-- EXERCISE REQUIREMENTS --
Can you rewrite the text of all the records with "instance" changed to "occurrence" and nothing else altered? Leave the pictures out of your answer.

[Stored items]
● ● ●
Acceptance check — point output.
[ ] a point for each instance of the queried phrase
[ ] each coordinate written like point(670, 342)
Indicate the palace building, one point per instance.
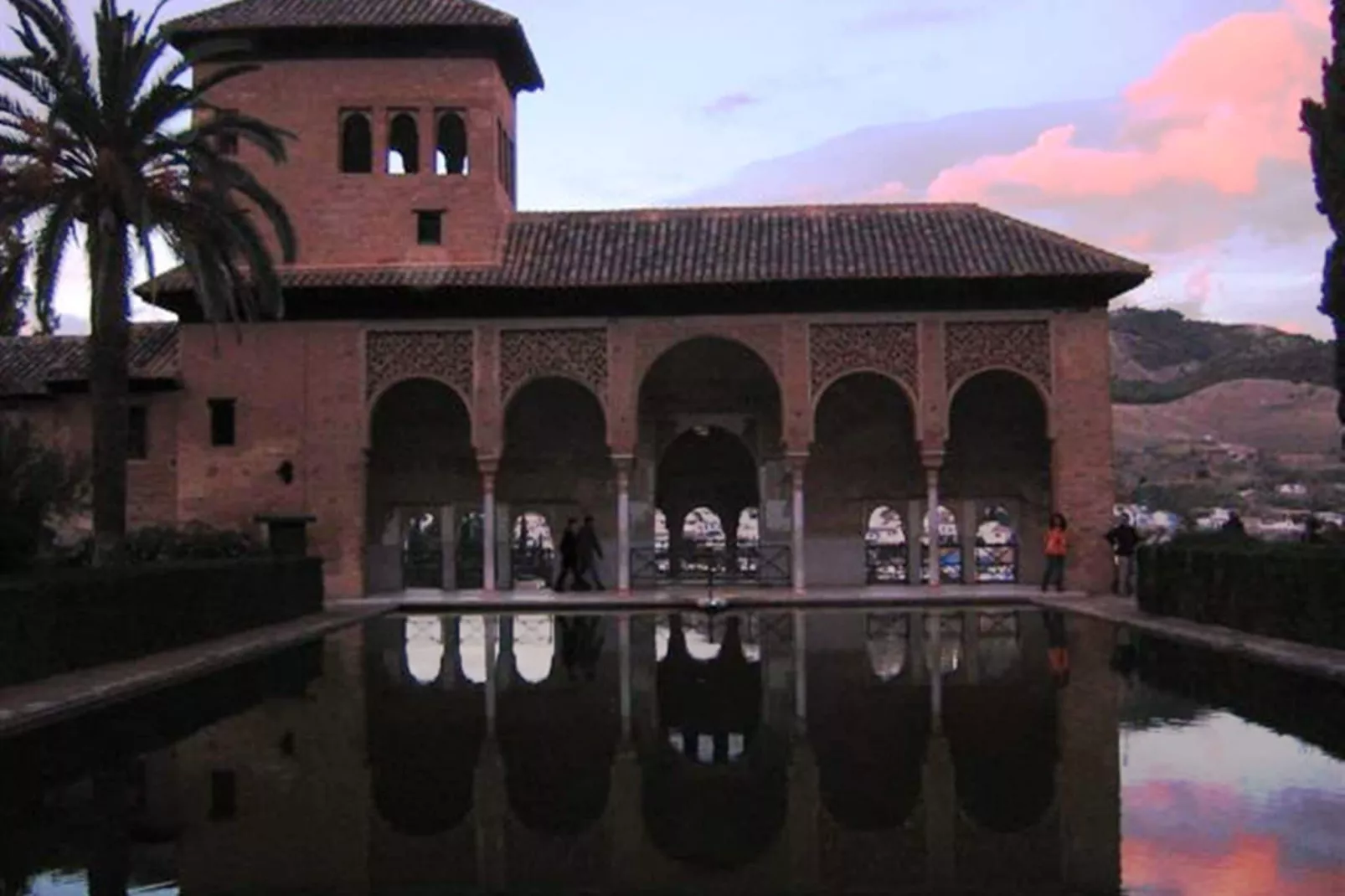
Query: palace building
● ● ●
-- RESULT OF THE EXERCISE --
Acceptance check — point output.
[ ] a point for each occurrence of the queried phrase
[ ] each coordinate written like point(670, 342)
Indicate the palace building, one point per occurrence.
Query: palace building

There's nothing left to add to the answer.